(About this task)
The lines in the listing below are to be given again exactly, starting at the line holding "Pin the cinnamon sugar coating" and ending at the line holding "Pin the lying". Do not include pictures.

(Information)
----------------

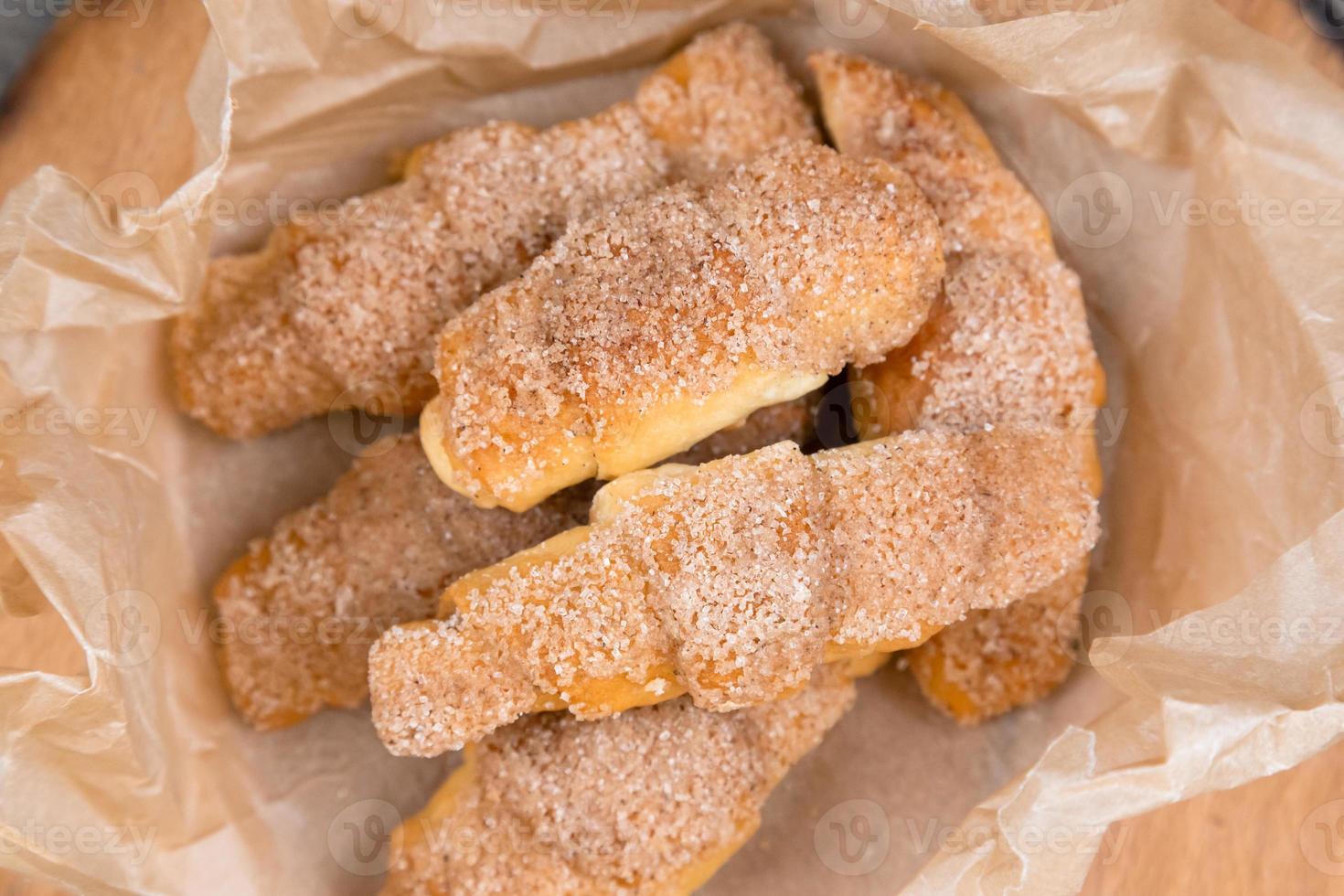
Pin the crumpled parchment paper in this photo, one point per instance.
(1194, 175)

----------------

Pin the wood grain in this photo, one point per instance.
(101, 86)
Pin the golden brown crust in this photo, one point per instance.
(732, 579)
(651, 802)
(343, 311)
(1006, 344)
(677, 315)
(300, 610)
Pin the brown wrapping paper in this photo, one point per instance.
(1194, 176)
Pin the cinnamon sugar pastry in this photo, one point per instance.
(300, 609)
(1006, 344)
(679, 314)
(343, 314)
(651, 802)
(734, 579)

----------------

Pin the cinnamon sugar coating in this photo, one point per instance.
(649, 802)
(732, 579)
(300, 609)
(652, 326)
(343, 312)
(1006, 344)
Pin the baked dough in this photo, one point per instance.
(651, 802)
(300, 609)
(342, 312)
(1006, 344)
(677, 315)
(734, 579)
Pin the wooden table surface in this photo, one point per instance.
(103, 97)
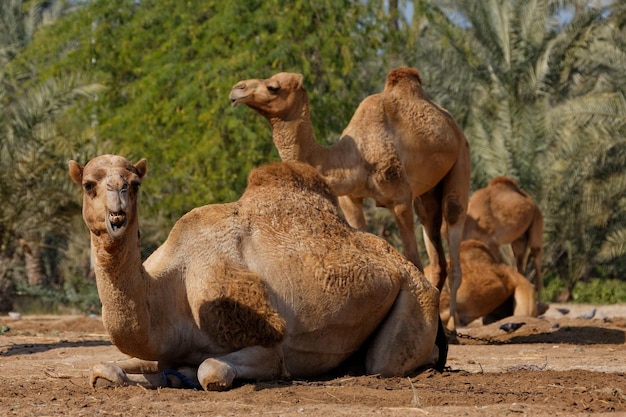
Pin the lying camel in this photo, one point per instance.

----------------

(Solution)
Pin the cinnamon sugar coating in this photo, one point per instance.
(649, 802)
(732, 579)
(300, 609)
(652, 326)
(343, 312)
(1006, 344)
Pin the baked dough in this photo, one point per instance.
(651, 802)
(300, 609)
(342, 312)
(1006, 344)
(677, 315)
(734, 579)
Pin the wooden table surface in this photo, one point per instance.
(103, 97)
Pin the lying camel in this photo, one point per instance.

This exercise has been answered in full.